TEKS HALAMAN:
------------------------------------------------

Koran Jurnal, Palembang – Mantan Menteri Koordinator Bidang Kemaritiman RI, Rizal Ramli (RR) menilai, sistem makro ekonomi yang diterapkan saat ini bersifat sangat konservatif. Hal tersebut menyebabkan pertumbuhan ekonomi Indonesia hanya mandeg di angka 5 persen per tahun.
“Ekonomi sedang melambat, budget malah dipotong, pajak diuber-uber, itu bikin ekonomi tambah nyungsep,” kata Rizal Ramli dikutip kumparan, saat menghadiri deklarasi alumni perguruan tinggi se- Sumsel pendukung 02 di Palembang, Sumatera Selatan, Minggu (31/03/2019).
Ia pun menuturkan, sampai hari ini pihaknya tidak pernah mendengar rencana calon presiden nomor urut 01, Jokowi untuk mengeluarkan rencana dan strategi baru agar pertumbuhan ekonomi Indonesia bisa tumbuh di atas 5 persen.
Menurutnya, calon presiden Prabowo sudah meminta target pertumbuhan ekonomi bisa mencapai 8 persen. Caranya dalam waktu 100 hari kerja akan langsung mengambil kebijakan menurunkan tarif dasar listrik, sehingga emak-emak akan mampu menghemat uang sampai dengan Rp 600 ribu per bulan.
“Lalu kedua menurunkan harga bahan makanan, dari itu emak-emak bisa berhemat Rp 50 ribu per hari, sehingga dalam satu bulan bisa hemat Rp 1,5 juta. Kemudian ditambah penghematan listrik tadi membuat mereka memliki daya beli,” katanya.
Dampaknya, sektor ritel akan hidup kembali, dan ekonomi otomatis akan bertambah 1 persen. Kemudian, kata Rizal, capres Prabowo juga ingin membangun 1 juta unit rumah untuk rakyat setiap tahun. Sementara Jokowi hanya mampu membangun sekitar 320 ribu unit.

------------------------------------------------

BAHAN YANG DISEDIAKAN:
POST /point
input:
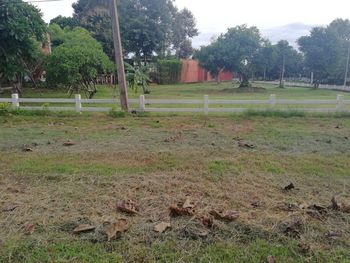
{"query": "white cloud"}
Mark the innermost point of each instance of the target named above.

------------------------------------------------

KETENTUAN TUGAS: Tuliskan kembali tanpa perubahan bagian dari berita tentang pertumbuhan ekonomi, mulai dari "Dampaknya, sektor ritel" dan berakhir pada "320 ribu unit.".

PENYELESAIAN SOAL:
Dampaknya, sektor ritel akan hidup kembali, dan ekonomi otomatis akan bertambah 1 persen. Kemudian, kata Rizal, capres Prabowo juga ingin membangun 1 juta unit rumah untuk rakyat setiap tahun. Sementara Jokowi hanya mampu membangun sekitar 320 ribu unit.